Photo Credits: AGOA-TRUMP1
Bravin Onditi
Published February 12, 2026

For months, African exporters and US importers, retailers, and sourcing firms reliant on AGOA preferences  have operated in uncertainty. The expiration of AGOA in September 2025 created a vacuum that threatened to unravel decades of industrial progress in sub-Saharan Africa. On Tuesday 3rd 2026, that vacuum was filled, but not with the long-term stability many had hoped for. The US House of Representatives had initially signaled strong bipartisan support for a three-year extension a timeframe that would have provided investors with a reasonable horizon for capital planning. However, the final legislation signed into law extends the program only until December 31, 2026.

This decision is not a mere administrative delay; it is a strategic signal. The Trump administration’s insistence on a shorter timeframe, retroactively effective from September 30, 2025, serves as a clear notice that the era of non-reciprocal access to the US market is drawing to a close. As stated by US Trade Representative Jamieson Greer, the coming year will be used to “modernize the program to align with President Trump’s America First trade policy.” For African policymakers, “modernization” is now the keyword for a transition toward reciprocal tariffs and stricter conditionality.

○ ○ ○

◆ AIM 1: In the passage on AGOA, what end date does the signed legislation set for the program?
◆ AIM 2: Continue the passage on the AGOA extension, starting right after its final sentence.
These lines come from a separate source, unrelated to the passage on AGOA.

(Entries drawn from a collection)
○ ○ ○

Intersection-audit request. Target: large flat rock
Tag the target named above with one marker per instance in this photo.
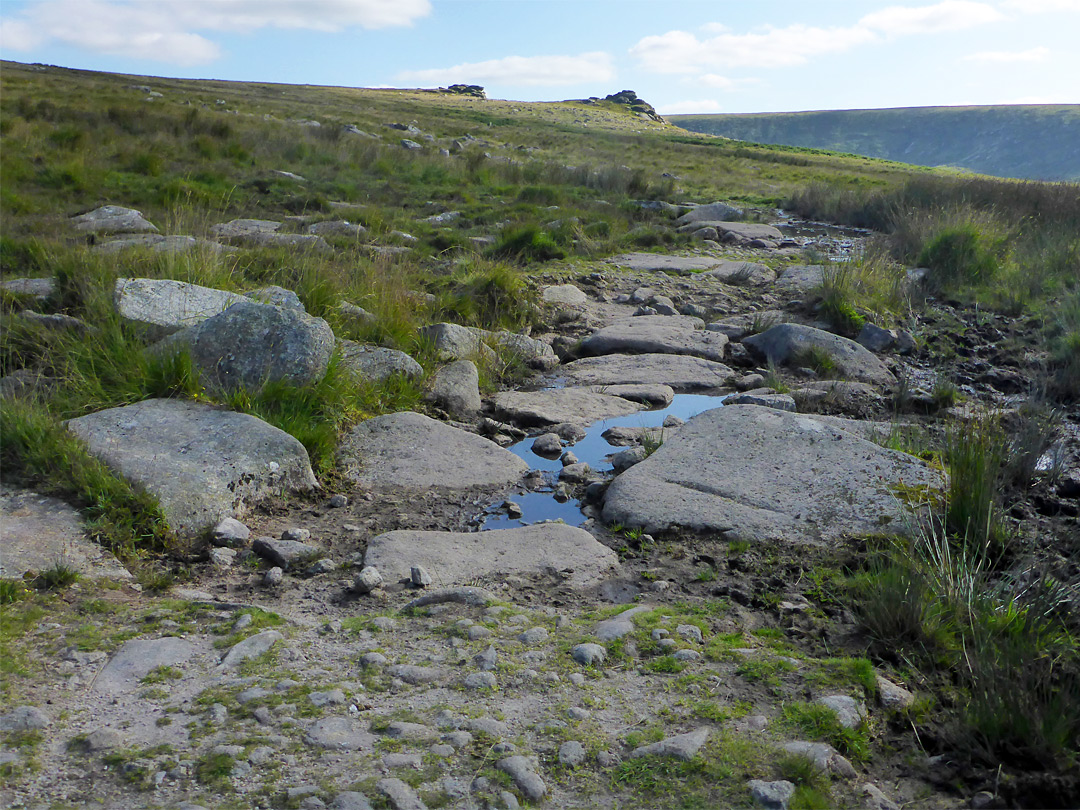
(657, 334)
(202, 463)
(415, 451)
(163, 306)
(459, 557)
(787, 343)
(663, 262)
(680, 372)
(761, 473)
(580, 406)
(38, 531)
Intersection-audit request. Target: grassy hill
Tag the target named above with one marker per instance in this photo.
(1028, 142)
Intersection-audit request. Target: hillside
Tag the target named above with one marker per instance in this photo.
(1039, 143)
(394, 448)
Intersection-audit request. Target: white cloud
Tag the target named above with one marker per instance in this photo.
(683, 52)
(529, 70)
(688, 108)
(950, 15)
(169, 30)
(1034, 54)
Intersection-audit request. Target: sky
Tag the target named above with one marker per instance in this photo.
(679, 55)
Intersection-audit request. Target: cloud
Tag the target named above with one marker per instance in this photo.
(683, 52)
(1034, 54)
(950, 15)
(169, 30)
(688, 108)
(524, 70)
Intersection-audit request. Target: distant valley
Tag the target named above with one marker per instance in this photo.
(1030, 142)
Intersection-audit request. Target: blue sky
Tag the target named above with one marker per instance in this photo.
(680, 55)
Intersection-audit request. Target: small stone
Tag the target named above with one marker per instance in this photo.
(273, 577)
(771, 795)
(481, 680)
(486, 661)
(367, 580)
(571, 754)
(230, 532)
(586, 655)
(525, 777)
(419, 576)
(534, 635)
(690, 632)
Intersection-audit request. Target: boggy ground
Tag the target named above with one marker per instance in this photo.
(361, 701)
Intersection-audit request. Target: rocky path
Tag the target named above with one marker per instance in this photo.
(370, 648)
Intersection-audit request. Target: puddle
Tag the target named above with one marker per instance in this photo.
(837, 243)
(540, 504)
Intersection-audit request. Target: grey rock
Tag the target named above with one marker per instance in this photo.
(339, 733)
(337, 228)
(135, 660)
(561, 405)
(486, 660)
(564, 295)
(40, 530)
(112, 219)
(161, 307)
(548, 444)
(682, 373)
(251, 647)
(661, 262)
(453, 341)
(534, 636)
(367, 580)
(892, 696)
(413, 451)
(800, 279)
(376, 363)
(657, 335)
(769, 474)
(780, 402)
(251, 345)
(419, 577)
(849, 712)
(24, 718)
(230, 532)
(481, 680)
(771, 795)
(711, 213)
(416, 675)
(588, 655)
(462, 556)
(284, 553)
(456, 389)
(786, 343)
(742, 273)
(679, 746)
(571, 754)
(38, 288)
(410, 731)
(524, 773)
(274, 577)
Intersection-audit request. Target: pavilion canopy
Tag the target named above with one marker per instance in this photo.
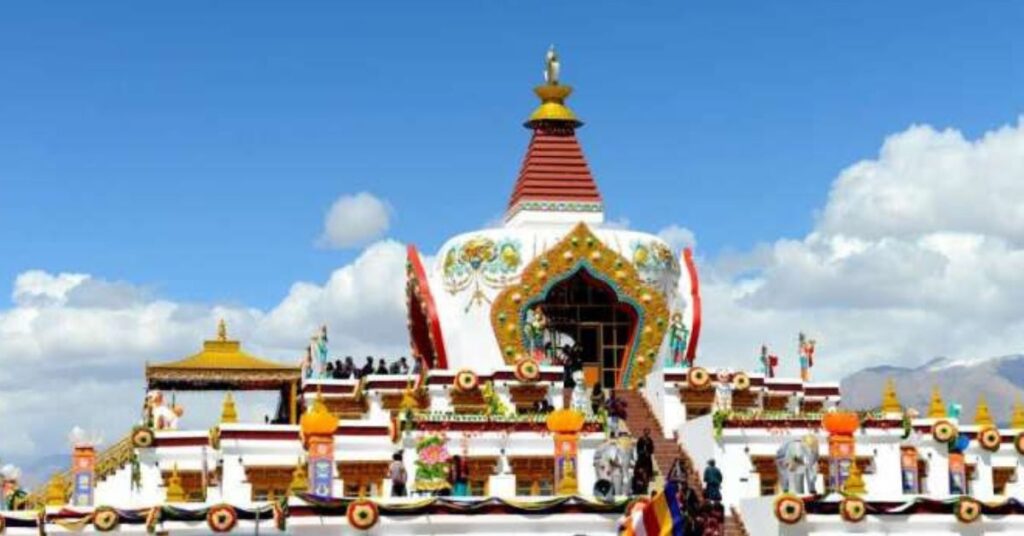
(222, 365)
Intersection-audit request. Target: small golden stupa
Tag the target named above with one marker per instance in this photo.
(300, 481)
(981, 415)
(890, 403)
(175, 493)
(855, 483)
(1017, 417)
(56, 491)
(228, 413)
(937, 409)
(553, 95)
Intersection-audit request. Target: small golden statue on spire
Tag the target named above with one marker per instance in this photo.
(552, 67)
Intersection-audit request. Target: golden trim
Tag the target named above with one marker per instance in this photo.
(581, 249)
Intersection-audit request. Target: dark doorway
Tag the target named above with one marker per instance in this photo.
(586, 311)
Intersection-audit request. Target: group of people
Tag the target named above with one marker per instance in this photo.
(349, 370)
(458, 472)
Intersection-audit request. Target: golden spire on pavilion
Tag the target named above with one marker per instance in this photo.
(228, 414)
(1017, 417)
(854, 484)
(890, 403)
(937, 409)
(553, 95)
(981, 415)
(56, 491)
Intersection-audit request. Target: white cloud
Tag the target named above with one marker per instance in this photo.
(354, 220)
(678, 238)
(74, 346)
(916, 253)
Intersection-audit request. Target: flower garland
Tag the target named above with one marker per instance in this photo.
(431, 463)
(363, 513)
(105, 519)
(698, 378)
(142, 438)
(944, 431)
(990, 439)
(527, 370)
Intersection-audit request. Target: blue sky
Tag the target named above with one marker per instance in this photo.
(195, 148)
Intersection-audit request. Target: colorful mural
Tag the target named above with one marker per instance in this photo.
(654, 260)
(480, 262)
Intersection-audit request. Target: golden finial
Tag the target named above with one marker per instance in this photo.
(890, 403)
(300, 482)
(981, 415)
(553, 95)
(1017, 417)
(552, 67)
(228, 414)
(937, 409)
(175, 493)
(854, 484)
(56, 491)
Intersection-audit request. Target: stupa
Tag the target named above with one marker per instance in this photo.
(554, 277)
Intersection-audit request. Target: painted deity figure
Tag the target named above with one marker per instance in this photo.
(806, 351)
(536, 324)
(679, 337)
(797, 462)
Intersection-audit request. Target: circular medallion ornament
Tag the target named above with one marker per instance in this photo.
(105, 519)
(944, 431)
(142, 438)
(527, 370)
(363, 514)
(698, 378)
(968, 509)
(852, 509)
(790, 508)
(740, 381)
(990, 439)
(466, 380)
(221, 518)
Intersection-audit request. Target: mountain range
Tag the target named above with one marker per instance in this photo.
(1000, 380)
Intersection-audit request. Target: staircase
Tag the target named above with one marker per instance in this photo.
(640, 416)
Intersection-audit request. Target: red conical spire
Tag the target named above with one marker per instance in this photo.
(554, 177)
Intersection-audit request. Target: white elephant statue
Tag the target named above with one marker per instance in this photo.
(797, 461)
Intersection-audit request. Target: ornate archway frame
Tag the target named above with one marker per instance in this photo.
(581, 249)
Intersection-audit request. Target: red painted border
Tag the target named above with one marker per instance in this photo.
(691, 349)
(434, 324)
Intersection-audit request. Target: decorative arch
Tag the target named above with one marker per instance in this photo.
(582, 250)
(424, 326)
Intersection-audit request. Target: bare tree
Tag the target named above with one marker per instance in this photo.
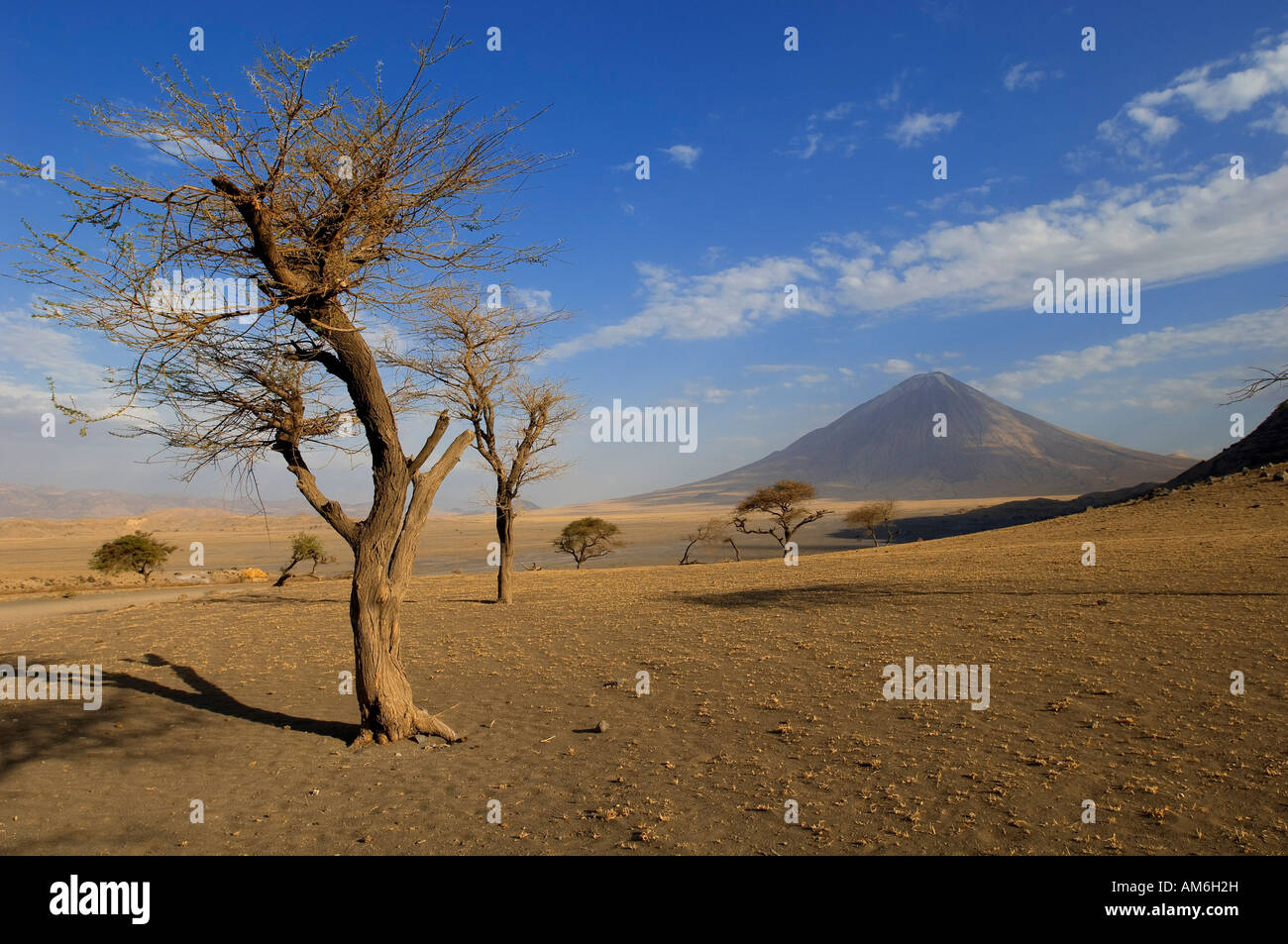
(781, 501)
(1254, 385)
(343, 215)
(737, 554)
(712, 531)
(480, 356)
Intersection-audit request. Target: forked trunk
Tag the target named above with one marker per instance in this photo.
(385, 704)
(505, 536)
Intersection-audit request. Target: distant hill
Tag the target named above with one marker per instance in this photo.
(885, 449)
(1265, 445)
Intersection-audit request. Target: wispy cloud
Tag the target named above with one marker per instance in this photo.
(684, 155)
(922, 127)
(1024, 76)
(1214, 91)
(1254, 331)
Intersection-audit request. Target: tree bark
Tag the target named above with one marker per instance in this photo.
(505, 536)
(384, 552)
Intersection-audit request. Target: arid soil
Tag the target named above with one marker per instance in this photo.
(1108, 682)
(51, 557)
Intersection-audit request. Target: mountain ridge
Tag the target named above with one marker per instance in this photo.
(885, 447)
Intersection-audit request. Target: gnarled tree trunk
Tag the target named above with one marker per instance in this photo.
(505, 537)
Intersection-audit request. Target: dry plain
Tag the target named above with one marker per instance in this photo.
(1109, 682)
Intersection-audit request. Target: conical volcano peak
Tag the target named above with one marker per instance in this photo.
(934, 437)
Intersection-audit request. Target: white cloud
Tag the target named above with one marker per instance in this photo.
(1278, 121)
(1257, 331)
(1160, 235)
(687, 155)
(699, 307)
(1021, 76)
(533, 299)
(921, 127)
(1215, 91)
(1164, 233)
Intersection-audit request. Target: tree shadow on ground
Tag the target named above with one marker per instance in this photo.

○ ○ ○

◆ WRITTEN ANSWER 1: December 31, 2026.

◆ WRITTEN ANSWER 2:
Reciprocity over Preference

The philosophy underpinning AGOA since its inception in 2000 has been one of unilateral preference: the US opens its market to African goods (like textiles, apparel, and agricultural produce) to spur development, expecting only governance and human rights compliance in return. The 2026 extension marks the potential end of this asymmetrical relationship. The “America First” doctrine views trade deficits as strategic vulnerabilities. With the US maintaining a cumulative trade surplus with Kenya but running deficits with other key partners, the administration is likely to demand reciprocity. This means that for African countries to retain duty-free access to the US, they may soon be required to lower their own tariffs on US goods a move that could threaten nascent domestic industries in Africa that currently rely on protectionist tariffs to survive.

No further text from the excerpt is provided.